== Source records ==
+++

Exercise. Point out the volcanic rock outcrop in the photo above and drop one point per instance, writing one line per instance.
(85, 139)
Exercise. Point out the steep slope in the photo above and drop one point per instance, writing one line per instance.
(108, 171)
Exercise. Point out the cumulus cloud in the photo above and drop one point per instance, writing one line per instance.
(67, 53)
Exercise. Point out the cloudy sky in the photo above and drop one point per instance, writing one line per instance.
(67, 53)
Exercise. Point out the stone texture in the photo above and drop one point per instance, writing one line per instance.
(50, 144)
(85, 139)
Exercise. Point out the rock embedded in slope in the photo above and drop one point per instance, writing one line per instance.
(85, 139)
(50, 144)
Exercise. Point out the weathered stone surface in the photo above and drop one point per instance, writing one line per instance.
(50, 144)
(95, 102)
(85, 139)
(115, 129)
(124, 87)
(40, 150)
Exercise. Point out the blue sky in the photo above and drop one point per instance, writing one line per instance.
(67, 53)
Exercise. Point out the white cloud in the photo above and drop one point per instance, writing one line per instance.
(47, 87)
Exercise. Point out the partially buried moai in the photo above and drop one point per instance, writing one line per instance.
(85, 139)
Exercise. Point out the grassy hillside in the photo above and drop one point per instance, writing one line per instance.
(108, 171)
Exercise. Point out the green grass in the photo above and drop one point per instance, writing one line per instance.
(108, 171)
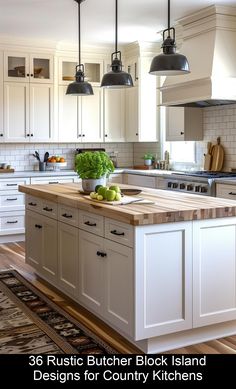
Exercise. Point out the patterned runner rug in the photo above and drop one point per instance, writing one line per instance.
(30, 323)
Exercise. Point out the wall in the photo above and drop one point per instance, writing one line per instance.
(19, 155)
(219, 121)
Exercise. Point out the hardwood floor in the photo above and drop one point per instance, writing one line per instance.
(12, 256)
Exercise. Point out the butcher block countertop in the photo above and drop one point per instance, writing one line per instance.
(169, 206)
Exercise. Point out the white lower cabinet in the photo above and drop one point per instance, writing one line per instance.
(163, 279)
(214, 270)
(41, 244)
(68, 258)
(106, 279)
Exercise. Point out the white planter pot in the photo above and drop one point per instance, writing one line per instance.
(89, 184)
(147, 162)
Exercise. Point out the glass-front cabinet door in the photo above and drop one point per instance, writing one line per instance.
(22, 67)
(92, 70)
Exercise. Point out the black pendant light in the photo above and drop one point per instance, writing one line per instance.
(79, 87)
(169, 63)
(116, 78)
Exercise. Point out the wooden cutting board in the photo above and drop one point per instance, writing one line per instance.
(208, 157)
(217, 157)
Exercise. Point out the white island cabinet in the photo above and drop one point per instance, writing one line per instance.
(162, 275)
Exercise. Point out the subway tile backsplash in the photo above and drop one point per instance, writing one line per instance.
(19, 155)
(219, 121)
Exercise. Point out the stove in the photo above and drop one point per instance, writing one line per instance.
(200, 182)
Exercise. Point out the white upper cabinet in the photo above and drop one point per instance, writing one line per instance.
(21, 67)
(80, 118)
(114, 115)
(184, 124)
(28, 112)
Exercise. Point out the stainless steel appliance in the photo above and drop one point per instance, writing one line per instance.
(200, 182)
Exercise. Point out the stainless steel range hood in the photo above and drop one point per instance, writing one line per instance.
(209, 43)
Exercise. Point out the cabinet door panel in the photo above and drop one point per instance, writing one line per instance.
(114, 109)
(41, 109)
(91, 124)
(68, 257)
(49, 247)
(68, 116)
(16, 113)
(163, 279)
(33, 239)
(91, 271)
(119, 286)
(214, 287)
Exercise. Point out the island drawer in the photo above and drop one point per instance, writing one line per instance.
(119, 232)
(68, 215)
(33, 203)
(226, 191)
(91, 223)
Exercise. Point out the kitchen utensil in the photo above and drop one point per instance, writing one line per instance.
(217, 157)
(208, 157)
(46, 156)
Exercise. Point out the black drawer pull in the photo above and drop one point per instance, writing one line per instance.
(47, 209)
(90, 224)
(38, 226)
(67, 216)
(114, 232)
(101, 254)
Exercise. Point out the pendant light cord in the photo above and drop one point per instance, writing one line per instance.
(79, 39)
(116, 29)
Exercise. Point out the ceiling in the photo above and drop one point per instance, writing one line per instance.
(56, 20)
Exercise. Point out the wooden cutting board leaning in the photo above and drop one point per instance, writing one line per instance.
(217, 157)
(208, 157)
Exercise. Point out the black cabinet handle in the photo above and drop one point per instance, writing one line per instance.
(88, 223)
(67, 216)
(101, 254)
(114, 232)
(47, 209)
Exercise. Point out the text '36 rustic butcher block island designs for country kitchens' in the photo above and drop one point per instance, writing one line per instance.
(162, 274)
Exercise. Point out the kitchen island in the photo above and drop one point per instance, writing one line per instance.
(161, 274)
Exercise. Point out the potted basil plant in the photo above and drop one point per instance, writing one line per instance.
(148, 159)
(93, 168)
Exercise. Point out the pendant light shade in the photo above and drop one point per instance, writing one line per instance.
(79, 87)
(116, 78)
(169, 63)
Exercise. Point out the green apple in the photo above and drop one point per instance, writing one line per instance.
(110, 195)
(118, 197)
(115, 188)
(102, 191)
(97, 187)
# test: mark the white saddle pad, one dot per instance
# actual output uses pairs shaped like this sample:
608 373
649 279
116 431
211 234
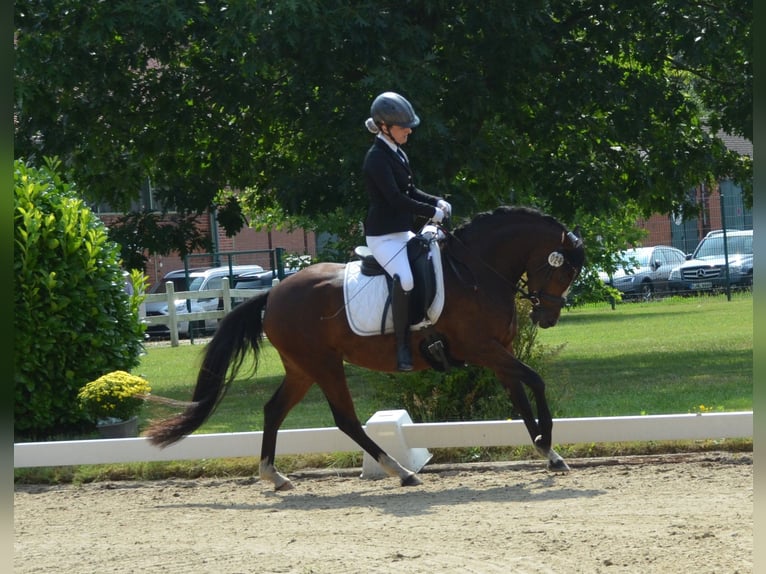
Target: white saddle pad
366 296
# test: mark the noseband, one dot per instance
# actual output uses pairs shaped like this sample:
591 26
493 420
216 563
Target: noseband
555 260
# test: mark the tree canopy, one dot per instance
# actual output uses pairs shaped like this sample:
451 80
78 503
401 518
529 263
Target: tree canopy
594 111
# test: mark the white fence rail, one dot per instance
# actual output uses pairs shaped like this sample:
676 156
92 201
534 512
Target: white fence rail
413 436
170 297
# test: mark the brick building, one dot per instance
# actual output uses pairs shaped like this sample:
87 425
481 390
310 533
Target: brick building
256 246
722 206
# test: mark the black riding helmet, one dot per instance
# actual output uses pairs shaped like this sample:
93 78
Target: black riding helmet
393 110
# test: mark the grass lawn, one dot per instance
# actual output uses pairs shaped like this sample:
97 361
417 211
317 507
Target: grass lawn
672 356
678 355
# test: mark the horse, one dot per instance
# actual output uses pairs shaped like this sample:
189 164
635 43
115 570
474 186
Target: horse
487 261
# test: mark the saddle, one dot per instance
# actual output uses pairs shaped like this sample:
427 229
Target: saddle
367 296
424 292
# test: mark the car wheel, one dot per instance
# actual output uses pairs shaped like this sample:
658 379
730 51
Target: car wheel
647 291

+++

== Task description ==
All lines from the one containing "Exercise. Point out the kitchen island" through the end of the entries, both ends included, should be written out exactly, with no pictures.

== Result for this exercise ==
Exercise. Point out the kitchen island in the photo above and drop one point per instance, writing one line per instance.
(161, 274)
Exercise. Point out the potted basil plant in the photo above and drop one point per instance, writing one line per instance.
(148, 159)
(93, 168)
Exercise. Point out the pendant light shade in the photo above and drop one point per instance, writing one line per instance.
(79, 87)
(116, 78)
(169, 63)
Exercise. Point out the green apple in the photo above and drop one point per instance, writing one line per instance.
(110, 195)
(118, 197)
(115, 188)
(102, 191)
(97, 187)
# test: mark the white saddle pad, one dot per instance
# actual output uses pairs shaped like this sample:
608 373
649 279
116 431
211 234
Target: white saddle pad
366 296
# test: mark the noseband, one dot per instance
# actual output uses pairs shaped like this sample:
591 26
493 420
216 563
Target: noseband
555 260
# test: mark the tree canopy, one dot per instance
# actual output uses pairs shaped like this sample:
451 80
78 503
401 518
529 263
Target: tree canopy
594 111
# test: mark the white fence rail, one dot per instance
# actual output uses pairs shaped like this sample:
676 156
92 201
534 512
Target: white fence rail
413 436
170 297
# test: mark the brick building, one dot per instance
# actual output uses pairs shaped like this sample:
87 425
481 390
310 533
Target: brick building
256 246
722 206
# test: mark the black riding helmet, one dot per instance
# actual output uses pairs shaped like this sample:
93 78
Target: black riding helmet
393 110
# test: mark the grass lawn, one dot per instance
# actual output uses pairs shaped like this sample:
97 361
417 211
317 507
Target: grass lawn
672 356
678 355
# test: mark the horse, one dot per instance
# actual output uses pairs shaped like this sample:
189 164
635 43
115 570
474 186
Target: horse
487 261
# test: mark the saddle, one dot per instance
# actual output uses pairs shaped like this sample:
427 229
Target: saddle
367 296
424 292
# test: mark the car wheel, one dot per instance
# actual output uses pairs shaped like this sample:
658 379
730 51
Target: car wheel
647 291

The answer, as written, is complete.